:: Input ::
+++
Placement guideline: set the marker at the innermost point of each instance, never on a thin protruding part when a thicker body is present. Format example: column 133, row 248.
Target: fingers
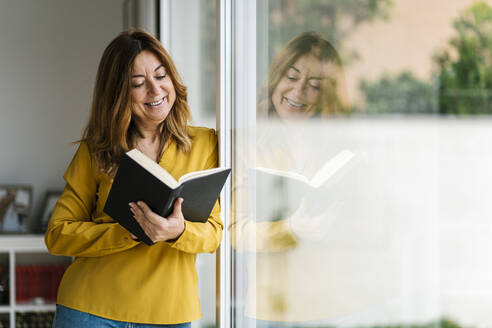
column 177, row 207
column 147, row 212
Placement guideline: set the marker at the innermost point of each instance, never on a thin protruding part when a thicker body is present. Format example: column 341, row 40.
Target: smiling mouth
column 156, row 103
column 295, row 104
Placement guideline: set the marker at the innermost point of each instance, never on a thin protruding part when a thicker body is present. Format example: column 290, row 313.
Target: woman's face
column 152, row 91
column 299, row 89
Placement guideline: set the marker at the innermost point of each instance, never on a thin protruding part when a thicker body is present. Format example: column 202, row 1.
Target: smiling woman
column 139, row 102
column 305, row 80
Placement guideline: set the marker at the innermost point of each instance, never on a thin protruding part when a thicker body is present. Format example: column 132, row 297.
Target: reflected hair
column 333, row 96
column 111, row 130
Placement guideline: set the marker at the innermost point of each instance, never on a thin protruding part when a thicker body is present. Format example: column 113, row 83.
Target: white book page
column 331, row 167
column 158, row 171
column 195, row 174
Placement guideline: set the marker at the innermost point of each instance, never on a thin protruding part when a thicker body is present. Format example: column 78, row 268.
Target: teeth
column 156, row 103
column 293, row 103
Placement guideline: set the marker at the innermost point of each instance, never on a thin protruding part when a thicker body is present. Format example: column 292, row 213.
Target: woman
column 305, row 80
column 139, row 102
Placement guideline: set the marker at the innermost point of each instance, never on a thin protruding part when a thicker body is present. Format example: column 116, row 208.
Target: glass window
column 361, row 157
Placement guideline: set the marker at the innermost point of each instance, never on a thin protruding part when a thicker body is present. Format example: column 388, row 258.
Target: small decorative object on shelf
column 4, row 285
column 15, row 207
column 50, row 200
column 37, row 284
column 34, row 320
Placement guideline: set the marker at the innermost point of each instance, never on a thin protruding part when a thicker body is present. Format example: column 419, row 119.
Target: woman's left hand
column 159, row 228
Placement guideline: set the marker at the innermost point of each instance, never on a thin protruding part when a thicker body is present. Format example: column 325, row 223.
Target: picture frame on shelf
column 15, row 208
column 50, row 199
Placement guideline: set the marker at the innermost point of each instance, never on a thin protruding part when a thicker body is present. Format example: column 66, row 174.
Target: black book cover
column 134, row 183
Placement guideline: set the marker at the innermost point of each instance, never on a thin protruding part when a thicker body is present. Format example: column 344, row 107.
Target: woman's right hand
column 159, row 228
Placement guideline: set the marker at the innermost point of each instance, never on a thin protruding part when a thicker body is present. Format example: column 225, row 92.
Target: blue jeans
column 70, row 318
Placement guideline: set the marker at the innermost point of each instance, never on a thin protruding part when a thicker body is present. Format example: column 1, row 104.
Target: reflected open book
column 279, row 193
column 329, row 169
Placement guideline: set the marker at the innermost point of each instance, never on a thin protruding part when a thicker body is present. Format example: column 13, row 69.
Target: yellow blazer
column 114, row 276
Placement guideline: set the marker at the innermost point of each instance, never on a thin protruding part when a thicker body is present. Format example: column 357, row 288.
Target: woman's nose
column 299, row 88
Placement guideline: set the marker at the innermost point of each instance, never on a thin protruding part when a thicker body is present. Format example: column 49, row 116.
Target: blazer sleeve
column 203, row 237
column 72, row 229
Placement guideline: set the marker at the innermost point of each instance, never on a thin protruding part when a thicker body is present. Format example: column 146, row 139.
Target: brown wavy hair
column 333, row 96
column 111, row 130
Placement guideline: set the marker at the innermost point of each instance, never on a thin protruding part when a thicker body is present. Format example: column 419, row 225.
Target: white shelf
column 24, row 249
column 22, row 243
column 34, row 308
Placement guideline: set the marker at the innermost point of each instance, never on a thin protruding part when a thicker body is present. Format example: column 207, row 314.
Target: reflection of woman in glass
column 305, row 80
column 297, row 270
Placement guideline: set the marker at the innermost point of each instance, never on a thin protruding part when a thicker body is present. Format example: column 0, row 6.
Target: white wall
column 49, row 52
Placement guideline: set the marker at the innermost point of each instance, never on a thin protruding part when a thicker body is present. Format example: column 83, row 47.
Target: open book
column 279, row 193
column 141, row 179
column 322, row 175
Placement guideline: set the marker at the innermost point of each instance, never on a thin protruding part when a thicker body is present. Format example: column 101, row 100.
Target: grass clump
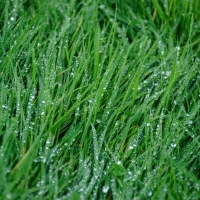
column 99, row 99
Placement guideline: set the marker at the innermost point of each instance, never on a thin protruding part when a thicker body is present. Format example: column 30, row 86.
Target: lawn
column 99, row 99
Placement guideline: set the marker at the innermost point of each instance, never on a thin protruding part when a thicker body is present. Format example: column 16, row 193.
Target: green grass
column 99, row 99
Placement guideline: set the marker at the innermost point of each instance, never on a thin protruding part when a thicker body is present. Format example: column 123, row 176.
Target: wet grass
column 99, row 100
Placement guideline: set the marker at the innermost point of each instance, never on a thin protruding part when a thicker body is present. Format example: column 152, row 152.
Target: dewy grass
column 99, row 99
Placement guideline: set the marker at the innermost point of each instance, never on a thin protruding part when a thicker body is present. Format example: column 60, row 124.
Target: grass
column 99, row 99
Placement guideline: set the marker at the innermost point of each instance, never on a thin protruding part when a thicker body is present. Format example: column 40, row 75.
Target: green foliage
+++
:: Problem requirements ::
Every entry must be written out exactly, with all pictures left out.

:: The answer ::
Placement guideline: set the marker at the innermost point of each instance, never on a thin protruding part when a thicker body is present. Format example: column 133, row 248.
Target: fingers
column 177, row 207
column 147, row 212
Placement guideline: set the marker at the innermost point of each instance, never on a thin protruding part when a thicker body is present. Format example: column 341, row 40.
Target: smiling mouth
column 156, row 103
column 295, row 104
Placement guideline: set the marker at the innermost point of each instance, never on a thin protruding part when a thicker body is present. Format example: column 290, row 313.
Target: woman's face
column 152, row 91
column 299, row 89
Placement guideline: set the marker at the innermost point of each instance, never on a thin protruding part when a thicker body is present. Format example: column 202, row 1.
Target: smiling woman
column 139, row 102
column 305, row 80
Placement guideline: set the marker at the innermost point of each instance, never on a thin protruding part when a thicker body is present. Format example: column 132, row 297.
Target: reflected hair
column 333, row 96
column 111, row 130
Placement guideline: set the marker at the innermost point of each instance, never on a thin protruding part when a thicker body is present. Format example: column 113, row 83.
Target: white book page
column 331, row 167
column 158, row 171
column 195, row 174
Placement guideline: set the marker at the innermost point of each instance, never on a thin protruding part when a thicker body is present. Format example: column 78, row 268.
Target: teeth
column 156, row 103
column 293, row 103
Placement guideline: set the marker at the innermost point of each instance, never on a thin protruding part when a thicker body is present. Format example: column 292, row 213.
Target: woman
column 305, row 80
column 139, row 102
Placement guideline: set the marker at the innermost point of each instance, never on a thin protruding part when a thicker body is present. Format example: column 116, row 208.
Target: glass window
column 361, row 157
Placement guideline: set the marker at the innermost point of each instance, never on a thin protruding part when a thicker body is present. Format example: column 388, row 258.
Target: small decorative object on shelf
column 4, row 285
column 15, row 207
column 50, row 200
column 37, row 284
column 34, row 320
Placement guideline: set the marker at the innermost point of each instance, never on a thin protruding part when a thicker body is present. Format example: column 419, row 119.
Target: woman's left hand
column 159, row 228
Placement guideline: set the marker at the innermost point of each instance, never on a thin protruding part when a thicker body is present. Format example: column 325, row 223.
Target: picture frame on shelf
column 15, row 208
column 50, row 199
Placement guideline: set the marker at the innermost point of each instance, never on a thin protruding part when a thicker body is present. Format example: column 66, row 174.
Target: black book cover
column 134, row 183
Placement guideline: set the marker at the innermost point of each instance, never on a thin protruding part when a thicker body is present. Format example: column 344, row 107.
Target: woman's right hand
column 159, row 228
Placement guideline: set the marker at the innermost point of each instance, never on a thin protruding part when a thicker body is present. Format example: column 225, row 92.
Target: blue jeans
column 70, row 318
Placement guideline: set the marker at the innermost point of each instance, never on a thin protruding part when a thicker body is present. Format example: column 1, row 104.
Target: reflected open book
column 279, row 193
column 329, row 169
Placement guideline: set the marker at the innermost point of each instance, never on a thin protruding part when a thicker body is present. Format example: column 13, row 69.
Target: yellow blazer
column 114, row 276
Placement guideline: set the marker at the innermost point of each instance, never on a thin protruding part when a thicker body is present. Format example: column 357, row 288.
Target: woman's nose
column 299, row 88
Placement guideline: set the marker at the innermost point of each instance, never on a thin protruding part when a thicker body is present. Format example: column 49, row 116.
Target: blazer sleeve
column 203, row 237
column 72, row 229
Placement guideline: set the marker at the innermost point of each instance, never on a thin protruding part when a thicker body is present. Format example: column 146, row 139.
Target: brown wavy hair
column 333, row 96
column 111, row 130
Placement guideline: set the marker at the innermost point of each instance, never on a thin protruding part when a thicker body is present. Format example: column 419, row 225.
Target: white shelf
column 24, row 249
column 22, row 243
column 34, row 308
Placement guideline: set the marker at the innermost point of each instance, never on a thin protruding part when a thicker body is present. Format example: column 207, row 314.
Target: reflection of woman in glass
column 305, row 80
column 297, row 270
Placement guideline: set the marker at the innermost point of each instance, never on a thin protruding part when a thicker body is present. Format example: column 0, row 6.
Target: white wall
column 49, row 52
Placement guideline: set the marker at the innermost point of each instance, never on a thin protruding part when a thicker body is present. Format example: column 83, row 47.
Target: open book
column 279, row 193
column 141, row 179
column 322, row 175
Placement guideline: set the marker at the innermost point of each instance, never on a thin protruding part when a thicker body is present. Format example: column 101, row 100.
Target: grass clump
column 99, row 99
Placement guideline: set the marker at the innermost point of each instance, never on a thin protruding part when a thicker body is present. Format example: column 30, row 86.
Target: lawn
column 99, row 99
Placement guideline: set the marker at the innermost point of each instance, never on a thin protruding part when a thicker body is present. Format example: column 16, row 193.
Target: green grass
column 99, row 99
Placement guideline: set the marker at the innermost point of each instance, never on a thin protruding part when a thicker body is present. Format example: column 123, row 176.
Target: wet grass
column 99, row 100
Placement guideline: set the marker at the innermost point of each instance, never on a thin protruding part when a thicker body is present. Format example: column 152, row 152.
Target: dewy grass
column 99, row 99
Placement guideline: set the marker at the innermost point of each instance, never on a thin protruding part when a thicker body is present. Format example: column 60, row 124.
Target: grass
column 99, row 99
Placement guideline: set the marker at the innermost point of each instance, never on a thin protruding part when a thicker body is present. Format example: column 40, row 75.
Target: green foliage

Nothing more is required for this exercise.